Detalhes da tarefa
No trecho sobre a venda do catálogo do Queen, para qual empresa os integrantes da banda estão vendendo os direitos e por qual valor?

Trecho do documento
Catálogo Queen. Foto: Reprodução

Por que tantos artistas estão vendendo toda a sua obra?

Jota Wagner
Por Jota Wagner

Com venda encaminhada para a Sony Music, o Queen está prestes a bater o recorde de catálogo mais valioso da história da música

Os integrantes do Queen estão prestes a bater um recorde na história da música, agora que estão vendendo os direitos de todo o seu catálogo por 1,27 bilhão de dólares (sete bilhões de reais) para a Sony Music. O valor do estrondoso boleto rivaliza com a venda do catálogo de Michael Jackson, cujos detentores faturaram três bilhões de reais, mas por apenas 50% dos direitos.

A transação faz parte de um movimento que tem se tornado cada vez mais comum no mundo da música. Grandes artistas estão abrindo mão da própria obra, ou de parte dela, em troca de uma conta bancária recheada de doletas, daquelas que te fazem não precisar subir em um palco nunca mais na vida.

Além do Queen e de Michael, nomes como Bob Dylan, Katy Perry, David Bowie, Sting, Phil Collins e Bruce Springsteen, entre vários outros, já desapegaram daquilo que os fez escrever seu nome na história da música: suas composições. Mas o que é que está dando na cabeça desse pessoal, que simplesmente está entregando para grandes corporações e fundos de investimento a expressão de suas almas? Bem, sem firulas ou romantismos, a resposta é aquela mesmo que você já pensou: dinheiro e sossego.

Dados de origem
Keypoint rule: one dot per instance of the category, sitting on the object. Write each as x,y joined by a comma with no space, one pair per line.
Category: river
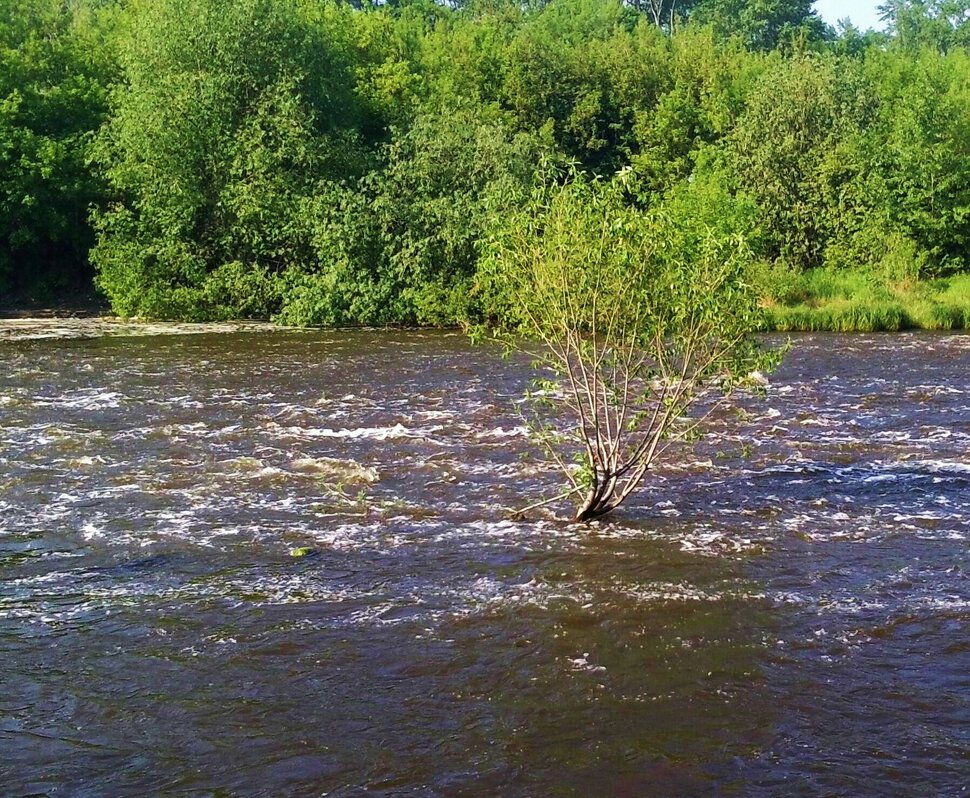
273,563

Resultado do exercício
Para a Sony Music, por 1,27 bilhão de dólares (sete bilhões de reais).